* **Exercise goal**:
Reproduce the listing below, substituting "marker" for every occurrence of "reference point" and keeping everything else the same.

* **Raw data**:
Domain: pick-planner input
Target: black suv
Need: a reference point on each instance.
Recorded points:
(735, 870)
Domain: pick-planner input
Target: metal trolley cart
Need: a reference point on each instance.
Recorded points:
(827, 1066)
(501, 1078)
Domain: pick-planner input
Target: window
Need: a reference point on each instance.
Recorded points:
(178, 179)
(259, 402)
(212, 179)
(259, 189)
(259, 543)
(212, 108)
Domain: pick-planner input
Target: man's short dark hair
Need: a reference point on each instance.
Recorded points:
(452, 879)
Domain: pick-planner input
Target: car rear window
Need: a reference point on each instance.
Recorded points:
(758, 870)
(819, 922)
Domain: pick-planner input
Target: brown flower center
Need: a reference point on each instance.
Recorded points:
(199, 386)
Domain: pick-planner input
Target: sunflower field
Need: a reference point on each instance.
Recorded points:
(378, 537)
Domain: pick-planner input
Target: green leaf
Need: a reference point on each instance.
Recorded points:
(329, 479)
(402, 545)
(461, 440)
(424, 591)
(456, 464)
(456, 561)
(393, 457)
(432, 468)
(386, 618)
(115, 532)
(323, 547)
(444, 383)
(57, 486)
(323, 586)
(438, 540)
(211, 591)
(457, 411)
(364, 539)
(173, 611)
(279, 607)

* **Full solution**:
Domain: pick-planner input
Target: black suv
Need: a marker on each instance.
Recorded points:
(735, 870)
Domain: pick-planner input
Target: metal trolley cart
Need: a marker on each instance.
Recorded points:
(827, 1066)
(501, 1078)
Domain: pick-planner input
Target: window
Need: a marker on each instance.
Recorded points:
(178, 179)
(259, 402)
(212, 179)
(259, 189)
(259, 543)
(212, 108)
Domain: pick-planner input
Target: man's short dark hair
Need: a marker on each instance.
Recorded points:
(452, 879)
Domain: pick-planner input
Target: car rear window
Need: a marker on each instance.
Recorded points:
(758, 870)
(819, 922)
Domain: pick-planner input
Target: brown flower center
Need: a marker on each instance.
Recorded points:
(199, 386)
Domain: pick-planner input
Target: sunflower field
Need: a marker on each instance.
Recorded points:
(378, 537)
Domain: pick-planner input
Target: green leaf
Need: a marker on each instance.
Recorded points:
(329, 479)
(402, 545)
(461, 440)
(424, 591)
(456, 464)
(456, 561)
(393, 457)
(432, 468)
(386, 618)
(115, 532)
(323, 547)
(444, 383)
(57, 486)
(323, 586)
(438, 540)
(211, 591)
(457, 411)
(364, 539)
(173, 611)
(279, 607)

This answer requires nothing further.